STATED GOAL A: Write out the passage of the Lucene patch discussion from "10:46 <@hoss:#lucene-dev> i'm" up to and including "that hits it?".
Start of QUOTED TEXT
I'm attaching a unified patch that inlcudes all the previous test code along with mike's fixes ... but obviously we still need to improve this test to not include this user data (see nocommit) ... i'll work on that.

asfimport commented 8 years ago

Chris M. Hostetter (@hossman) (migrated from JIRA)

10:21 <@hoss:#lucene-dev> mikemccand: ping?
...
10:44 <@mikemccand:#lucene-dev> hoss: here
10:45 <@hoss:#lucene-dev> oh yeah ... just writting up a jira response ... i think you generated your patch just using "git diff" so it missed 
                          the "new" test files?
10:45 <@hoss:#lucene-dev> i've got a unified patch i'm about to post, so we have both the fix andthe tests that reliably demonstrate the 
                          problem
10:45 <@mikemccand:#lucene-dev> oh yeah sorry i did!
10:45 <@mikemccand:#lucene-dev> ++ thanks
10:46 <@hoss:#lucene-dev> no worries ... what i really wanted to ping you about was writting a better test
10:46 <@hoss:#lucene-dev> right now that test shouldn't be committed as is -- data fro ma user i'm certain we don't have rights to
10:46 <@mikemccand:#lucene-dev> ahh yeah that should be fun :)
10:46 <@mikemccand:#lucene-dev> yeah i saw the comment about that ...
10:46 <@hoss:#lucene-dev> i'm wondering if you could give me some pointers on the hueristics that lead to this optimizatio, so i can try to 
                          write a tighter test case that hits it?
End of QUOTED TEXT
Start of SUPPLIED RECORDS
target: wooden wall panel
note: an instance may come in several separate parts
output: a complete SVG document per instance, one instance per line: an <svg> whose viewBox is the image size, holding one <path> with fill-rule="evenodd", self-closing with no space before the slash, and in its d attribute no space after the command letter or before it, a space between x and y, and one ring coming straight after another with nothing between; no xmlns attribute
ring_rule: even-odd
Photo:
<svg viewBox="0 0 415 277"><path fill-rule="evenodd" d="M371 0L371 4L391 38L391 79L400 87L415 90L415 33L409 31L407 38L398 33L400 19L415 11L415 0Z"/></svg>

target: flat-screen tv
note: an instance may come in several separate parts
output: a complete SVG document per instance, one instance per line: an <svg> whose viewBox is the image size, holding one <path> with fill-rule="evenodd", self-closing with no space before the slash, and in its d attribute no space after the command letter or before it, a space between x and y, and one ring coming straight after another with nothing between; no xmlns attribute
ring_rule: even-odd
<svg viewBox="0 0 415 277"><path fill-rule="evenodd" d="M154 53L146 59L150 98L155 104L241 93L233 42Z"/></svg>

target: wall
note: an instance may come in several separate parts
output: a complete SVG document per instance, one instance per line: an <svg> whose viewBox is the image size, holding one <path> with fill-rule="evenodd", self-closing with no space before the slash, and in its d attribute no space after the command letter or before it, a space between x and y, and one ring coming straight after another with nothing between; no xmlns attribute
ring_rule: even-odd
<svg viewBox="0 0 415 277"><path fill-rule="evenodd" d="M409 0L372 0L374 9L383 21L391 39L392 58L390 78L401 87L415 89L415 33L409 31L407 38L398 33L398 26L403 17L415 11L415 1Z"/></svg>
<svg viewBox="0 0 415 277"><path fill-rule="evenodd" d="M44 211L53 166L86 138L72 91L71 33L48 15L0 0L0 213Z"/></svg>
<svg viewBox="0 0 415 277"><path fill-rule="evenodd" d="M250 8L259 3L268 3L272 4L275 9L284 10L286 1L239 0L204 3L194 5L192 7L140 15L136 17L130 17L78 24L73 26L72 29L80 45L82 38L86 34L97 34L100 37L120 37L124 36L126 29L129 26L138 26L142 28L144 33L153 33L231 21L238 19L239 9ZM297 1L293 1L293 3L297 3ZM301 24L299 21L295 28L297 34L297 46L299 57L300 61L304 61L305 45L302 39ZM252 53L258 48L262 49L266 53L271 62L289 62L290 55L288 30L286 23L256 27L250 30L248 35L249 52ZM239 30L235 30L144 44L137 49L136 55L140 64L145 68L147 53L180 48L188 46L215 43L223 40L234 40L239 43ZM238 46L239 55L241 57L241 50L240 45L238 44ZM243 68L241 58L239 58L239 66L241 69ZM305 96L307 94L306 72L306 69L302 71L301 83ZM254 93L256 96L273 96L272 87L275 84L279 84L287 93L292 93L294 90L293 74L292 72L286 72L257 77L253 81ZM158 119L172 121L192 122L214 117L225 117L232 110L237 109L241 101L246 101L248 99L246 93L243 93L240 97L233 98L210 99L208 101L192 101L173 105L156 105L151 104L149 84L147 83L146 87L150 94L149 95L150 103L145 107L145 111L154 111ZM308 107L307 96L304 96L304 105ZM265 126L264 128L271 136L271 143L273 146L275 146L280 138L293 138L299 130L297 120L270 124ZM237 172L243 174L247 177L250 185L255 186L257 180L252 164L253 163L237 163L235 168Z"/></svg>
End of SUPPLIED RECORDS
STATED GOAL B: Pull from the records every line from the start up to and including the line with "53L146 59L150 98L155", and repeat them unchanged.

EXERCISE ANSWER A:
10:46 <@hoss:#lucene-dev> i'm wondering if you could give me some pointers on the hueristics that lead to this optimizatio, so i can try to 
                          write a tighter test case that hits it?

EXERCISE ANSWER B:
target: wooden wall panel
note: an instance may come in several separate parts
output: a complete SVG document per instance, one instance per line: an <svg> whose viewBox is the image size, holding one <path> with fill-rule="evenodd", self-closing with no space before the slash, and in its d attribute no space after the command letter or before it, a space between x and y, and one ring coming straight after another with nothing between; no xmlns attribute
ring_rule: even-odd
Photo:
<svg viewBox="0 0 415 277"><path fill-rule="evenodd" d="M371 0L371 4L391 38L391 79L400 87L415 90L415 33L409 31L407 38L398 33L400 19L415 11L415 0Z"/></svg>

target: flat-screen tv
note: an instance may come in several separate parts
output: a complete SVG document per instance, one instance per line: an <svg> whose viewBox is the image size, holding one <path> with fill-rule="evenodd", self-closing with no space before the slash, and in its d attribute no space after the command letter or before it, a space between x and y, and one ring coming straight after another with nothing between; no xmlns attribute
ring_rule: even-odd
<svg viewBox="0 0 415 277"><path fill-rule="evenodd" d="M154 53L146 59L150 98L155 104L241 93L233 42Z"/></svg>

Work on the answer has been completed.